• TASK TO CARRY OUT:
From the article on accessibility tools that follows, list every topic the text names as covered by TPGi's Business Blog.

• EXCERPTED PASSAGE:
━━━

Acquire Tools to Move Accessibility Forward with Development Teams

Developers looking to improve the accessibility of their digital content will be relieved to hear that there are many tools available to help them. These tools go beyond widgets and software; education is equally as important. For how will you know what to look for and how to use the tools if you are not knowledgeable about digital accessibility first?

Educate yourself on accessibility

Let’s start with the basics. If you have yet to dip your toe into the accessibility pond, there are many great free resources available to you.

TPGi blogs

TPGi offers two different blogs catering to different audiences. The Business Blog covers high-level and introductory accessibility concepts, like explaining the Web Content Accessibility Guidelines (WCAG), the history of accessibility, and why current accessibility overlays aren’t the silver bullet companies make them out to be. The Inclusion Blog, on the other hand, offers expert-level advice on accessibility code rules and concepts. Both are publicly accessible and make for some fun reading to enhance your accessibility knowledge!

━━━

• MATERIAL:
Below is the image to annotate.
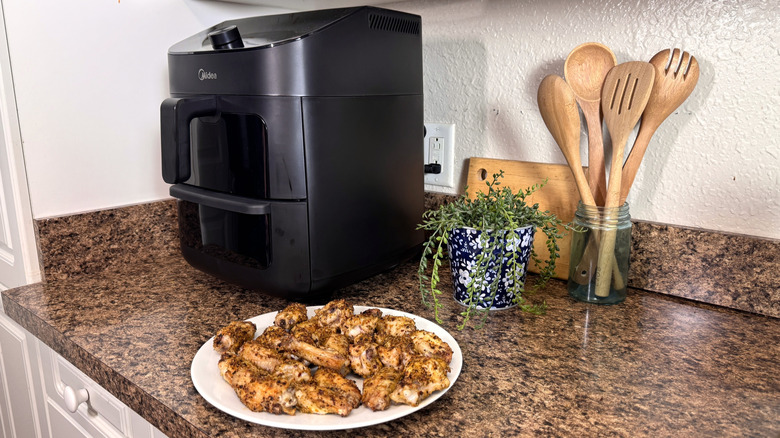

━━━

• EXERCISE OUTPUT:
- Explaining the Web Content Accessibility Guidelines (WCAG)
- The history of accessibility
- Why current accessibility overlays aren't the silver bullet companies make them out to be